#### [Problem A]
According to the passage on carbon regulation, when did the writer post the comment/essay on the 'Watts Up With That' science blog?
#### [Problem B]
Return the part of the passage on carbon regulation starting with "Back in March" and going on through "under current law?".
#### [Problem C]
In the passage on carbon regulation, why does the notional SSCECP also amount to an offensive against the current economic system? Explain in one to three sentences.

#### [Passage provided]
---

Under the philosophy that a kilowatt of electricity saved is a valid substitute for a kilowatt of electricity produced, we should expect to see that the EPA’s new and revised carbon regulations will cite energy conservation as the preferred “best System of emission reduction” for controlling carbon GHG’s.

* BEWoC Topic #8: An Example of a ‘Blizzard of Regulations’ Anti-carbon Lawfare Strategy: the Notional SSCECP *

The goal of Biden’s economic and energy policies is to quickly and completely transform America’s economy according to the vision outlined in the WEF’s ‘Great Reset’ and ‘Build Back Better’ agendas.

Back in March 2022, I posted a comment/essay on the ‘Watts Up With That’ science blog which uses the conceptual framework of the ‘Supply Side Carbon Emission Control Plan (SSCECP)’ as a vehicle for examining the following question: How far could Joe Biden and his allies in the lawfare legal community go in quickly reducing America’s consumption of fossil fuels using his own authorities as President — authorities already granted to him under current law?

https://wattsupwiththat.com/2022/03/18/a-plan-b-for-addressing-climate-change-and-the-energy-transition/#comment-3480244

If you have control of America’s energy, then you have control of America’s economy. The notional SSCECP represents a no-holds-barred regulatory offensive against carbon emissions; and as such, it also represents a no-holds-barred regulatory offensive against our current economic system.

---

#### [Records supplied]
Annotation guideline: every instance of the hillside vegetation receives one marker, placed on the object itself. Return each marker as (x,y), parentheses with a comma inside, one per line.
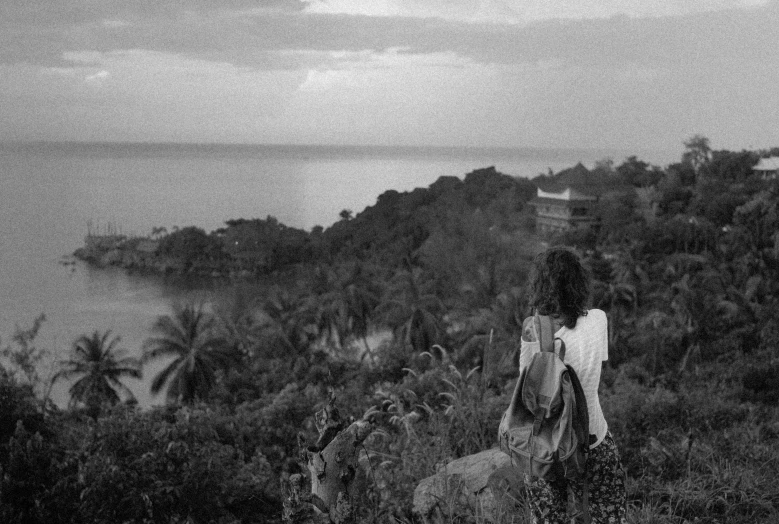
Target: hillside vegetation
(413,307)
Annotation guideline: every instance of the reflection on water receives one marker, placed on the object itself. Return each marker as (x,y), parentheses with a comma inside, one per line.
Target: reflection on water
(48,194)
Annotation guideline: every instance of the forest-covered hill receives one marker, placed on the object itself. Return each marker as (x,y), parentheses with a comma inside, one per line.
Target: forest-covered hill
(413,308)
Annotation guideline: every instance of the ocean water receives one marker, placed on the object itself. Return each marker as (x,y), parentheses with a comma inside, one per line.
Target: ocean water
(50,192)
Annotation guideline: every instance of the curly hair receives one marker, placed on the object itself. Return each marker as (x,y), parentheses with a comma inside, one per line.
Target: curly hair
(559,285)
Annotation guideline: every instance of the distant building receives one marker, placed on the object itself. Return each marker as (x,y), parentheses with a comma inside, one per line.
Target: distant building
(767,168)
(564,210)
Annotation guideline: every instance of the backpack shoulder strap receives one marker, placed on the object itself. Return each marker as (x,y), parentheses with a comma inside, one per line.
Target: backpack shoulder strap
(546,339)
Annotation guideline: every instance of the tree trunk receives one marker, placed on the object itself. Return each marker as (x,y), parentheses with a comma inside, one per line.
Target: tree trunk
(336,476)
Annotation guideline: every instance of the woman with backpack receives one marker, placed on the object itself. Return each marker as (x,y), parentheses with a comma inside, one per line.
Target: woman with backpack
(560,287)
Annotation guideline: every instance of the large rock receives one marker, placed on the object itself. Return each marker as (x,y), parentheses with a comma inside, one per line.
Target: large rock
(483,485)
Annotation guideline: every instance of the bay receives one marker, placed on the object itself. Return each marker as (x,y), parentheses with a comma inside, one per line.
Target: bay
(50,192)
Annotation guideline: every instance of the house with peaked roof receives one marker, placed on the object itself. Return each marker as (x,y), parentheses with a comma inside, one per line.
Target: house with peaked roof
(767,168)
(563,210)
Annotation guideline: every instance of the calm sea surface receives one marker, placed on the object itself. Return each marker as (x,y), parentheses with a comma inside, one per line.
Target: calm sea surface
(49,192)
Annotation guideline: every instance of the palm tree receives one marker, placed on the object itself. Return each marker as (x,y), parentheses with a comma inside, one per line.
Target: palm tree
(100,366)
(345,307)
(198,351)
(411,311)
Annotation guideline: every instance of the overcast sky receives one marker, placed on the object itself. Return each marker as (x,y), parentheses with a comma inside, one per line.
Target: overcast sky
(624,74)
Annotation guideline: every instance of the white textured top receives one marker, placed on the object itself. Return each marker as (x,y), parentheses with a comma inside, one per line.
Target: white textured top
(586,347)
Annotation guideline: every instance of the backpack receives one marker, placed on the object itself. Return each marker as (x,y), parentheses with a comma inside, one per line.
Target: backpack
(545,429)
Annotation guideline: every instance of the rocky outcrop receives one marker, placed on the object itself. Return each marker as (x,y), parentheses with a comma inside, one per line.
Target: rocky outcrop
(484,484)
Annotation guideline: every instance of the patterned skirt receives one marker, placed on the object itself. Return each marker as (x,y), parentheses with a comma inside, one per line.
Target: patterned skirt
(548,501)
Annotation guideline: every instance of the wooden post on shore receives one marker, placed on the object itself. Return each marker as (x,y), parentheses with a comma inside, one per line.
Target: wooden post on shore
(336,478)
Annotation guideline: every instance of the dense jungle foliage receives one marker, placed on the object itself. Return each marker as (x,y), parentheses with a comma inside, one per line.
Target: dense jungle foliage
(414,307)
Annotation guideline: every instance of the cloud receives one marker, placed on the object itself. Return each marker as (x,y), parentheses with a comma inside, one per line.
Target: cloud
(522,11)
(282,34)
(98,77)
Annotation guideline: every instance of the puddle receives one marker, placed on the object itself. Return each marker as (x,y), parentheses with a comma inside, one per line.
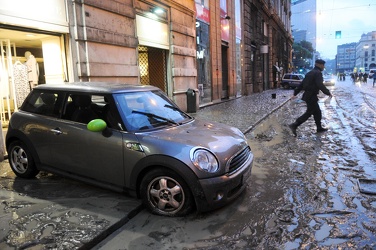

---

#### [Task response A]
March 2022

#### [Task response B]
Back in March 2022, I posted a comment/essay on the ‘Watts Up With That’ science blog which uses the conceptual framework of the ‘Supply Side Carbon Emission Control Plan (SSCECP)’ as a vehicle for examining the following question: How far could Joe Biden and his allies in the lawfare legal community go in quickly reducing America’s consumption of fossil fuels using his own authorities as President — authorities already granted to him under current law?

#### [Task response C]
The passage holds that whoever controls America's energy controls America's economy. So a no-holds-barred regulatory offensive against carbon emissions is also a no-holds-barred regulatory offensive against the current economic system.